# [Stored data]

|---|

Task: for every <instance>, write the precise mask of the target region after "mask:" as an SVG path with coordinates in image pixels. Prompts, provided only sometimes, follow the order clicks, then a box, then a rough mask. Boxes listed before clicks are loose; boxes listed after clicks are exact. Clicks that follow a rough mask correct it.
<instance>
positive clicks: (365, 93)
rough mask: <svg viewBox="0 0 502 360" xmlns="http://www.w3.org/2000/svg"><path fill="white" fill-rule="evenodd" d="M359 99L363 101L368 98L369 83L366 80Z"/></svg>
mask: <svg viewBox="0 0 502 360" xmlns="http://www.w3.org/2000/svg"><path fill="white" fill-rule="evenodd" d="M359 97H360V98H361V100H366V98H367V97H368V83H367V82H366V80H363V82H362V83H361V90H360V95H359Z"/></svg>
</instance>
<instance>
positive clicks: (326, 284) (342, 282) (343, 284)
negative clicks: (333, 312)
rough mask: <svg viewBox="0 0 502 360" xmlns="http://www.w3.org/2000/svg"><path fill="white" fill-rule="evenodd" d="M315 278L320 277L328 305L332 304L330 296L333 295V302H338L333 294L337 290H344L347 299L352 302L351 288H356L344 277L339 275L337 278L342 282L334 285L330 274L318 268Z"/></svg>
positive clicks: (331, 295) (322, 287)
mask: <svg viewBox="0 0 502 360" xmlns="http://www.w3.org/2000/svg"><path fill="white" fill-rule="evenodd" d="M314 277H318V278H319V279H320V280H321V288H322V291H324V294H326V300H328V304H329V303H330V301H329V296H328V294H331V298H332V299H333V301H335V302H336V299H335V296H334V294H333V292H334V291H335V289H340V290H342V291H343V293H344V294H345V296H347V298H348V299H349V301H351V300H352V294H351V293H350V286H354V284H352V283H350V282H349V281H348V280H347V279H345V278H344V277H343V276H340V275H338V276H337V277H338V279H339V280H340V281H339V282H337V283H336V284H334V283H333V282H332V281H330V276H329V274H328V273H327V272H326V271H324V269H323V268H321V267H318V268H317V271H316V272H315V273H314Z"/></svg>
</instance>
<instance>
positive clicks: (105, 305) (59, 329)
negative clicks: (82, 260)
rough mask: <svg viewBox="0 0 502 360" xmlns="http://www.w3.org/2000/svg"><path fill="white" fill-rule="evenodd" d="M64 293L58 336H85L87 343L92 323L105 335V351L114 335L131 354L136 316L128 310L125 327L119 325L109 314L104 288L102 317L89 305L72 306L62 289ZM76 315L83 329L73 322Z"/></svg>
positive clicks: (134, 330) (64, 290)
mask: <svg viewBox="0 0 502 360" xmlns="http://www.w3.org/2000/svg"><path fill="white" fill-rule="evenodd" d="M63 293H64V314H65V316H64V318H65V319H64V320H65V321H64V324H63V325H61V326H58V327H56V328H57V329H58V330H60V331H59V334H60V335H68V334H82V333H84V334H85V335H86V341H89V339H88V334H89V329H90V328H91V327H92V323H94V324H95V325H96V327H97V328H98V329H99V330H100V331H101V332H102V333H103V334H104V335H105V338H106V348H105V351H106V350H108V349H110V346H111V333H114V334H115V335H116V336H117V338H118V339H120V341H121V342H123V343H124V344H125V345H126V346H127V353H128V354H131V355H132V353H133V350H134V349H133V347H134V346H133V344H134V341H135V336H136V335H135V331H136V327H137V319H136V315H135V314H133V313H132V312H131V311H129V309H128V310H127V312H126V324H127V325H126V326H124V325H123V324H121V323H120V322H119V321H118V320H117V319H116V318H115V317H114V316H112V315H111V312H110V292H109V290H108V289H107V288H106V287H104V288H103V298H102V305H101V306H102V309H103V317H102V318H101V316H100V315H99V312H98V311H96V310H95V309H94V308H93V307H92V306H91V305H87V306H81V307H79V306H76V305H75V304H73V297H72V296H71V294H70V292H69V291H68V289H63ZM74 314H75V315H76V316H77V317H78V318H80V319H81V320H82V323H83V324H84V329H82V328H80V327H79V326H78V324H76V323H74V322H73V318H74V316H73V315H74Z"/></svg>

|---|

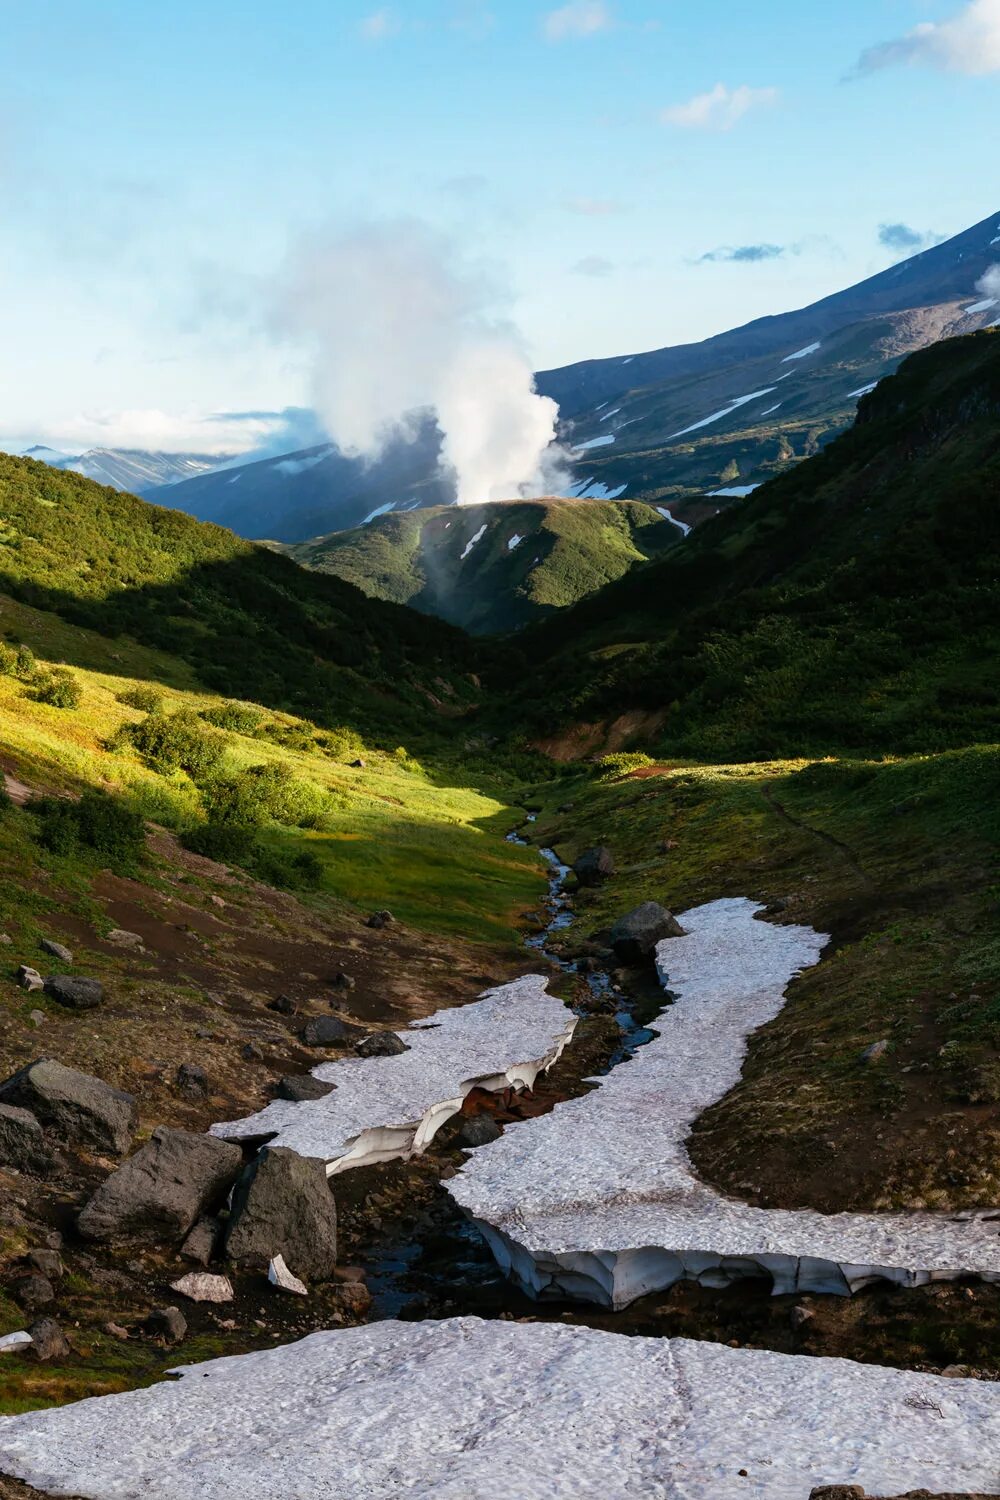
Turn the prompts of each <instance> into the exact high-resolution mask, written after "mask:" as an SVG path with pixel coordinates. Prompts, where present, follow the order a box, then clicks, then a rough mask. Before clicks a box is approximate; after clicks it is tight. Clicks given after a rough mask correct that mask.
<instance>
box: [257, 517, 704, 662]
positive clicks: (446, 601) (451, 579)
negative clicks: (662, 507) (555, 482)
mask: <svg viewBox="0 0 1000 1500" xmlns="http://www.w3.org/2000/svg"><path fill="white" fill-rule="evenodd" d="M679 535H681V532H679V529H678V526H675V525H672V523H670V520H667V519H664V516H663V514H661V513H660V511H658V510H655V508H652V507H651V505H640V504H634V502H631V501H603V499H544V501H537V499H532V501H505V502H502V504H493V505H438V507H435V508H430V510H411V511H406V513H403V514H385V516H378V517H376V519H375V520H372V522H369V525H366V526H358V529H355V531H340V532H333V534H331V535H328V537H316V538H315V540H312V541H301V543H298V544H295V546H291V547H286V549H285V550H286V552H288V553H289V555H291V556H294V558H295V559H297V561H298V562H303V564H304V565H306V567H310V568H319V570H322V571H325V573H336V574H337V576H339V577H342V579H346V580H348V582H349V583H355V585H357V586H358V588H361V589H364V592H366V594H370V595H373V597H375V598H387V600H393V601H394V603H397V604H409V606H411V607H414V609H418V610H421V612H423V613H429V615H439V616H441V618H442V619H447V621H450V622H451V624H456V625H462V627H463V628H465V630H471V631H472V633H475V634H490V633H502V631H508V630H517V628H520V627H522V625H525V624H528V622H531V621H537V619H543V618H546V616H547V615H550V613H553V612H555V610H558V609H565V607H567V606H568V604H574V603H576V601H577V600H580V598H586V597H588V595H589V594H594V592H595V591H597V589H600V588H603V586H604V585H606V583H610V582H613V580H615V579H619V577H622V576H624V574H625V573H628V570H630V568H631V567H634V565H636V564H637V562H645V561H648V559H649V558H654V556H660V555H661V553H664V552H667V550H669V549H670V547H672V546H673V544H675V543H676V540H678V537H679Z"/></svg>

|---|

# [Work task]
From the records above, copy out the line with "negative clicks: (82, 260)", the line with "293L58 336H85L87 343L92", and every line between them, word for word.

# [Task solution]
negative clicks: (82, 260)
rough mask: <svg viewBox="0 0 502 360" xmlns="http://www.w3.org/2000/svg"><path fill="white" fill-rule="evenodd" d="M64 293L58 336H85L87 343L92 323L105 335V351L114 335L131 354L136 316L128 310L125 327L119 325L109 314L104 288L102 317L89 305L72 306L62 289ZM76 315L83 329L73 322Z"/></svg>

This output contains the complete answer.